====== Exercise text

By now you get the idea. We define 5-meaningless, 6-meaningless, and so on. And if you read the first post I mentioned (this post), then you'll probably also realize that I want to similarly define infinity-meaningless, inf+1-meaningless, inf+inf-meaningless, and so on. More specifically, I want to define a type of meaninglessness corresponding to every ordinal number. As I hinted at the beginning, this rather large hierarchy should smooth out most differences in referential power of the methods involved; so, a really weak initial theory of truth should still do the trick in the end, gaining maximal referential power after unstateably many iterations.

Now for the pleasant surprise. Once I've done this, I can prove that there is no referential gap left. If I had a final gap, it would correspond to an ordinal number larger than all other ordinal numbers (including itself)! This cannot be, so the theory is safe, almost as if it were protected by a magic charm.

For a few weeks now I've been satisfied with this conclusion. But, early on, I realized that I didn't know what the logic should say about a statement like "This sentence is either false or some type of meaningless". A day or so ago I realized what was going on. Each new language can refer to any combination of the truth-states from the levels under it, but obviously there is no top level (since there is no ordinal larger than all others), so we don't have permission to refer to any combination of values from any level we want; we are only allowed to refer to combinations that have some upper bound. The phrase "some type of meaningless" has no upper bound; it attempts to refer to the entire unbounded list.

There is some legitimate mathematical tradition that could be used to justify this limitation of the logic. One is not supposed to tamper with all ordinals at once. So, I could simply say that it's OK to stop here. Of course, I'm using the same sort of self-defeating argument that is so common in this area... in order to say that we can't refer to the list of all ordinals, I am doing exactly that.

============
====== Record excerpts

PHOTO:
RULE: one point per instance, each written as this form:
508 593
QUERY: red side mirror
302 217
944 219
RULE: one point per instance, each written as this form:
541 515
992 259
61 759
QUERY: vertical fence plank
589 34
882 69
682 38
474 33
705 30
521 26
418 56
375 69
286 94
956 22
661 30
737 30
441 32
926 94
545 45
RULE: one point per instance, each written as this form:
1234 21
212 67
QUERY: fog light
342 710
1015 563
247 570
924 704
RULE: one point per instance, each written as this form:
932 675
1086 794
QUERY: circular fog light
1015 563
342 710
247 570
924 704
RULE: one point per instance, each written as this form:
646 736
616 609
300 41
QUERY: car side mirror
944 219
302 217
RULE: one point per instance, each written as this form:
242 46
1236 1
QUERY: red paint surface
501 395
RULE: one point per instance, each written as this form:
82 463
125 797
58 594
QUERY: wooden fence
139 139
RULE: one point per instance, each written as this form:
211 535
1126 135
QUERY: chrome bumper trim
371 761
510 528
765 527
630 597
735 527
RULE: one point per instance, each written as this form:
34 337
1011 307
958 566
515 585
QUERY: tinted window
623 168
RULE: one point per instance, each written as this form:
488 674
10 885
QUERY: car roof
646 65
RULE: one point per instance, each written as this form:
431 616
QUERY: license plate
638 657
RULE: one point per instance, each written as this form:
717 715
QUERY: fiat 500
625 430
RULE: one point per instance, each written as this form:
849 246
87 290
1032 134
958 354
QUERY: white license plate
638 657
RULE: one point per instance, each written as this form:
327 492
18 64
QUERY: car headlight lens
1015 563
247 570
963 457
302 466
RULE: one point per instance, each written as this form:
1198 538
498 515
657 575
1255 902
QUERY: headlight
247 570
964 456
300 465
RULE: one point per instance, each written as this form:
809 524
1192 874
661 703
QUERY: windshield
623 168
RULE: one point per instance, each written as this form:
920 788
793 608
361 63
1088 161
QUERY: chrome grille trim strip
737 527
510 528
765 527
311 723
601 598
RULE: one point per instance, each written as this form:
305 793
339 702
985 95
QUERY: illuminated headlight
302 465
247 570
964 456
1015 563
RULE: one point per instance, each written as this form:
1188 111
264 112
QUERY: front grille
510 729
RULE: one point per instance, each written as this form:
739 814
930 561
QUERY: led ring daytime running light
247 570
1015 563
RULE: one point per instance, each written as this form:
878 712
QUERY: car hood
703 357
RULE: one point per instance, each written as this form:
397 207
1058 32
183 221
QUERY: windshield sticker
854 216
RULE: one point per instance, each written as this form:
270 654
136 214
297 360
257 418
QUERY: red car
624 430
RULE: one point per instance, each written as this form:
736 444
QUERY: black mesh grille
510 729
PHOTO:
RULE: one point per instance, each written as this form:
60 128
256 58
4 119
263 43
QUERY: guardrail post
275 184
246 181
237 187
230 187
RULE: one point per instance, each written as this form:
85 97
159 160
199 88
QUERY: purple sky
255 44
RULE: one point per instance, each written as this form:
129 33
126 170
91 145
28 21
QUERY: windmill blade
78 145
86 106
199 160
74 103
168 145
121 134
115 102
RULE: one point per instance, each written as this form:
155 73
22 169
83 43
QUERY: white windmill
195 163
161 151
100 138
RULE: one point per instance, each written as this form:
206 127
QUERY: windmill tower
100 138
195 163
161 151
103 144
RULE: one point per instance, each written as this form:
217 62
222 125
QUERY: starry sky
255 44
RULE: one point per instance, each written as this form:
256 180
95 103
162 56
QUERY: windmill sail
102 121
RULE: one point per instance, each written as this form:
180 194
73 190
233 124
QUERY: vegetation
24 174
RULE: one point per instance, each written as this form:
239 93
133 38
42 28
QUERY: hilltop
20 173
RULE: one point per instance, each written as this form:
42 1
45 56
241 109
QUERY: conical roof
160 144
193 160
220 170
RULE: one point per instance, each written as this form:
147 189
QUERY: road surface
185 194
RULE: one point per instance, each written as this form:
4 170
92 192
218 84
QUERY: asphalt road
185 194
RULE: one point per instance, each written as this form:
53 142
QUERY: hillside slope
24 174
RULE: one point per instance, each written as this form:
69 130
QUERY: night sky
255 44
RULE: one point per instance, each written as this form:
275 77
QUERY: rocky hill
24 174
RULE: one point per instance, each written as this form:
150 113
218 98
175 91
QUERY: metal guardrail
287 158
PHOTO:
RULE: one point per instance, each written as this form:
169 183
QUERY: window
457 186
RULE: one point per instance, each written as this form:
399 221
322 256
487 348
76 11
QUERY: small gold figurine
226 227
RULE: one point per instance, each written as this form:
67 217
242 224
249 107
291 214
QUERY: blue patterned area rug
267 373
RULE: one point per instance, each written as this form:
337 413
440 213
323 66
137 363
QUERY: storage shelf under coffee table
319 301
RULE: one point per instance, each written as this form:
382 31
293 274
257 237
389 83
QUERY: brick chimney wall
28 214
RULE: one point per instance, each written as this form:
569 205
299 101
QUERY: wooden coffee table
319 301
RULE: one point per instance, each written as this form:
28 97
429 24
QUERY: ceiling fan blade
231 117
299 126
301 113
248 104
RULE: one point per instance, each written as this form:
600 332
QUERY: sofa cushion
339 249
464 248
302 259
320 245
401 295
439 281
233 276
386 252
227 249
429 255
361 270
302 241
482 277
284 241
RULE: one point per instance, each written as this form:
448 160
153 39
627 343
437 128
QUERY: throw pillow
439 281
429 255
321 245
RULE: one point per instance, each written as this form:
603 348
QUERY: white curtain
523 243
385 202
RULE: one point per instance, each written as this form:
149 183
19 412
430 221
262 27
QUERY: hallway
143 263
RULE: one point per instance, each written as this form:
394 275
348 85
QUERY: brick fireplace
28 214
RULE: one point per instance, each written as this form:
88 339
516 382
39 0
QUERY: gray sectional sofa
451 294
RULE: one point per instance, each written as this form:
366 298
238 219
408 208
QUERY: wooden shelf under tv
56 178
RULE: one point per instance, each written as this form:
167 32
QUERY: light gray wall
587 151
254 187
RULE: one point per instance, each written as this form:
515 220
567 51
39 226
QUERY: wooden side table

============

● Complete the following
A) In the text on ordinal levels of meaninglessness, why can no referential gap remain once a type of meaninglessness is defined for every ordinal?
B) Carry on the text on ordinal levels of meaninglessness, starting right after its last sentence.
Nothing here requires the records.

● Answers for each item
A) A final gap would have to correspond to an ordinal number larger than all other ordinal numbers, including itself, and that cannot be.

B)
Another way out would be to allow the newly-problematic statements to be both true and false, using some paraconsistent logic. This is similarly justified by the motto "one is not supposed to tamper with all ordinals at once". The taboo surrounding the list of all ordinals arises, of course, from the fact that contradictions follow quite quickly from reasoning about it. So, I could somewhat legitimately argue that it is literally an inconsistent yet well-defined mathematical entity.

However, this does not give me maximal expressive power... I will end up wanting to invent new notation to fill reference-gaps in the paraconsistent theory, and on we go.

So, a more direct approach would be to allow unrestricted statements about ordinals, and then do the same thing we've been doing... assign these statements truth values in the obvious ways, then apply an expanded theory of truth to add a truth predicate to that language, then call anything that isn't assigned a value "super-meaningless", expand the theory of truth to give that a predicate, invent 2-super-meaningless, 3-super-meaningless, inf-, and the whole ordinal hierarchy again. Then what? Well, we'll have the same sort of gap for this second ordinal hierarchy. So by doing the whole thing again, we can create super-super-meaningless, super-super-super-meaningless, and infinite versions with any ordinal number of supers . What next? Well, we'll have the same problem again...

But notice what I'm doing...

All of this is quite seriously illegal if we take the notion of ordinal number seriously, because I'm simply constructing a hierarchy of ordinals larger than all ordinals. An ordinal cannot be larger than all ordinals! And even less can there be a whole hierarchy up there...

This demonstrates the force of the two limitative arguments (either "no, you seriously cannot refer to those things" or "sure, go ahead, but you'll derive contradictions"). Even though there really really seems to be a solid next step that can be taken, it is either a brick wall or a gaping ravine...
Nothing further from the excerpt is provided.